Texte =>
Les histoires que l’on écrit, et celles qui nous forgent

21 avril 2021   •  
Écrit par Lou Tsatsas
Les histoires que l’on écrit, et celles qui nous forgent

En mêlant poésie et photographie, Mouna Saboni interroge les notions d’identité et de territoire. Avec Ceux que nos yeux cherchent et ceux avant eux encore, elle compose un récit intime, inspiré par l’histoire de son pays d’origine : le Maroc.

Dans les œuvres de Mouna Saboni, photographe franco-marocaine de 33 ans, les montagnes de lettres et de roches se croisent et forment un paysage abstrait où les mots et les images racontent, tour à tour, une histoire. Attirée par les arts plastiques et la poésie depuis son plus jeune âge, l’autrice s’est d’abord prise de passion pour le reportage et le documentaire. « Cela dit, aujourd’hui, et depuis quelques années, il m’est difficile de catégoriser ma pratique. J’y laisse désormais une plus grande place à la sensibilité, à la subjectivité, aux dimensions onirique et métaphorique que peuvent contenir les images », précise-t-elle.

À faire =>
A: D'après l'article sur Mouna Saboni, quel est son pays d'origine ?
B: Dans l'article sur Mouna Saboni, remplacez « photographie » par « peinture » dans le passage qui va de « En mêlant poésie » jusqu'à « d’origine : le Maroc. », puis redonnez ce passage.

[Exemples d'annotation par points]

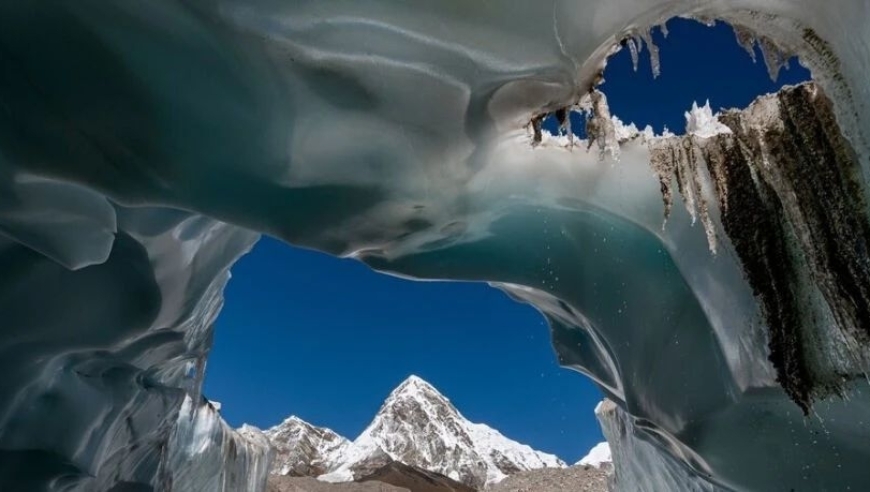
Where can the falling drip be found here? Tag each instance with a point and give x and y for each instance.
(774, 57)
(746, 40)
(646, 35)
(632, 46)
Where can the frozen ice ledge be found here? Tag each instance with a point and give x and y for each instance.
(144, 146)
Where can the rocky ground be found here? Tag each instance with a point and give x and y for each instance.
(572, 479)
(308, 484)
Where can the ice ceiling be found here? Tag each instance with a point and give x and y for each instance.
(145, 145)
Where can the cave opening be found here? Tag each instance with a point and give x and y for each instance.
(692, 61)
(330, 339)
(327, 339)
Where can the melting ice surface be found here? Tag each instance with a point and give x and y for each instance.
(144, 146)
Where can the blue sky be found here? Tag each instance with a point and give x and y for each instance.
(327, 339)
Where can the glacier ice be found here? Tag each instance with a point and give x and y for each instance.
(144, 146)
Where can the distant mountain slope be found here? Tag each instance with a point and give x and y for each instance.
(305, 450)
(598, 456)
(417, 426)
(415, 479)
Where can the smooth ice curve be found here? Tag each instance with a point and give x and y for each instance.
(143, 148)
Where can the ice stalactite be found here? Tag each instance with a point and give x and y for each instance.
(764, 171)
(775, 56)
(599, 125)
(635, 48)
(746, 40)
(646, 35)
(676, 158)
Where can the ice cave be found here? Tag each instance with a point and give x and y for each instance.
(146, 146)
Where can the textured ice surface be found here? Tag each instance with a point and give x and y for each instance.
(144, 145)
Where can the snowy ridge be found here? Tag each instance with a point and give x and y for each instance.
(417, 426)
(303, 449)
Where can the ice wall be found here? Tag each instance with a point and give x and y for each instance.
(144, 145)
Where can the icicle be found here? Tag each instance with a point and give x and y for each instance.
(599, 126)
(746, 40)
(653, 52)
(632, 46)
(774, 57)
(567, 126)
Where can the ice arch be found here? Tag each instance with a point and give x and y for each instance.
(143, 146)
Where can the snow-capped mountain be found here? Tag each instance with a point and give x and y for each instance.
(599, 455)
(302, 449)
(419, 426)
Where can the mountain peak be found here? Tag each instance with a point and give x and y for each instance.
(418, 426)
(414, 383)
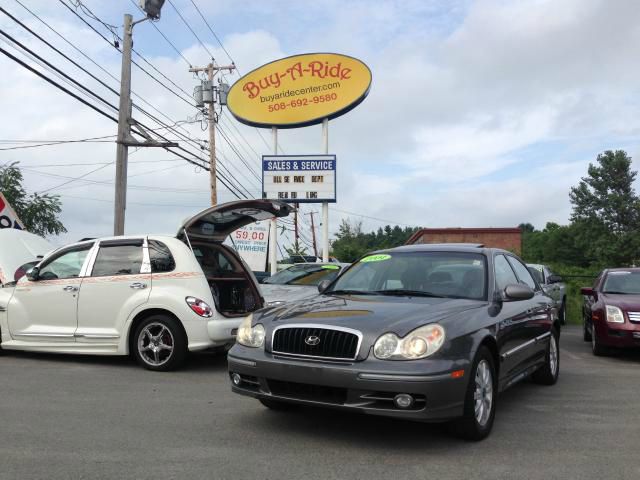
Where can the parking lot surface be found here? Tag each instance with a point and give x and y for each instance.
(99, 417)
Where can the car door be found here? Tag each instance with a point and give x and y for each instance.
(118, 281)
(552, 289)
(539, 309)
(45, 309)
(515, 338)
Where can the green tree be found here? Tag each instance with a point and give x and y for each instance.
(351, 242)
(606, 210)
(39, 213)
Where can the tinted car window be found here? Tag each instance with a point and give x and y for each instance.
(523, 273)
(623, 282)
(67, 265)
(160, 257)
(504, 273)
(304, 275)
(214, 262)
(447, 274)
(118, 260)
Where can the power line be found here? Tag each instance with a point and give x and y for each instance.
(191, 29)
(57, 85)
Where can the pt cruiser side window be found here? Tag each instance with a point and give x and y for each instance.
(523, 273)
(504, 273)
(66, 265)
(118, 259)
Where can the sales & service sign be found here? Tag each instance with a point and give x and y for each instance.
(300, 90)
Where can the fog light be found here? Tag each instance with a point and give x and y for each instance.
(403, 400)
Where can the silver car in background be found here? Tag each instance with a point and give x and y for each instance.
(553, 286)
(298, 281)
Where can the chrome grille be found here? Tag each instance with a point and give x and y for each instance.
(335, 343)
(634, 316)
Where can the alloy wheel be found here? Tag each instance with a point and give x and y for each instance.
(553, 355)
(155, 344)
(483, 394)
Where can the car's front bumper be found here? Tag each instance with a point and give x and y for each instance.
(368, 386)
(619, 335)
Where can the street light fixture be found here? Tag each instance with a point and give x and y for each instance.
(152, 8)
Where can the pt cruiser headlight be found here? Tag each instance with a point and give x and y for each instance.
(420, 343)
(250, 336)
(614, 314)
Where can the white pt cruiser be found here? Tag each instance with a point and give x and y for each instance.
(155, 297)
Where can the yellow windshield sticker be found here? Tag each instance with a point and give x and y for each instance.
(376, 258)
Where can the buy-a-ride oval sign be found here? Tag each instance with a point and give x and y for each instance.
(300, 90)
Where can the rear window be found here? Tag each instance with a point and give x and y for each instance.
(160, 257)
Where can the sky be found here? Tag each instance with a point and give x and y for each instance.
(481, 113)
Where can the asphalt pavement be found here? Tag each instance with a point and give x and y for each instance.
(102, 417)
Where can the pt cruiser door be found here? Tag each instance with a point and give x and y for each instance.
(118, 280)
(44, 308)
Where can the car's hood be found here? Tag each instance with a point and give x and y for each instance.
(286, 293)
(368, 314)
(625, 302)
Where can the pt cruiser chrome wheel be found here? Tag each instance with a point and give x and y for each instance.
(483, 395)
(553, 355)
(155, 344)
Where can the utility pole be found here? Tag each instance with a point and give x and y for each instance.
(313, 233)
(125, 121)
(208, 96)
(295, 223)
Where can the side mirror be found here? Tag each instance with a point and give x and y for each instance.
(323, 285)
(518, 292)
(32, 274)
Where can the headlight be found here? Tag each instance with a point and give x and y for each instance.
(420, 343)
(250, 336)
(614, 314)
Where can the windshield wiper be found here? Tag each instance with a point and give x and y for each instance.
(350, 292)
(408, 293)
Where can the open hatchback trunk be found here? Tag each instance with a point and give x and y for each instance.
(232, 284)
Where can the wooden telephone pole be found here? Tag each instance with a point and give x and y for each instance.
(209, 97)
(313, 233)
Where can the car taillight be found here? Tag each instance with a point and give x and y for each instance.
(200, 307)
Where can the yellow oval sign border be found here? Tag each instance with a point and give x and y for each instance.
(312, 121)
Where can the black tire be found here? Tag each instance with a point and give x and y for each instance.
(562, 313)
(468, 426)
(277, 405)
(586, 334)
(149, 334)
(548, 373)
(597, 348)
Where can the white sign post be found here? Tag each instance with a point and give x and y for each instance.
(251, 242)
(8, 217)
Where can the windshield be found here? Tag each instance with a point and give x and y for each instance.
(439, 274)
(304, 275)
(622, 282)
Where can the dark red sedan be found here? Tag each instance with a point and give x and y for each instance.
(611, 310)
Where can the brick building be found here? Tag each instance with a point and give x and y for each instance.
(507, 238)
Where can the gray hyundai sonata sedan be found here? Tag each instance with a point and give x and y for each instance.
(420, 332)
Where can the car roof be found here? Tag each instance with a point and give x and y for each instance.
(622, 269)
(443, 247)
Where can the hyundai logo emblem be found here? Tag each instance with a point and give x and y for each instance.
(312, 340)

Les solutions =>
A: Le Maroc.

B:
En mêlant poésie et peinture, Mouna Saboni interroge les notions d’identité et de territoire. Avec Ceux que nos yeux cherchent et ceux avant eux encore, elle compose un récit intime, inspiré par l’histoire de son pays d’origine : le Maroc.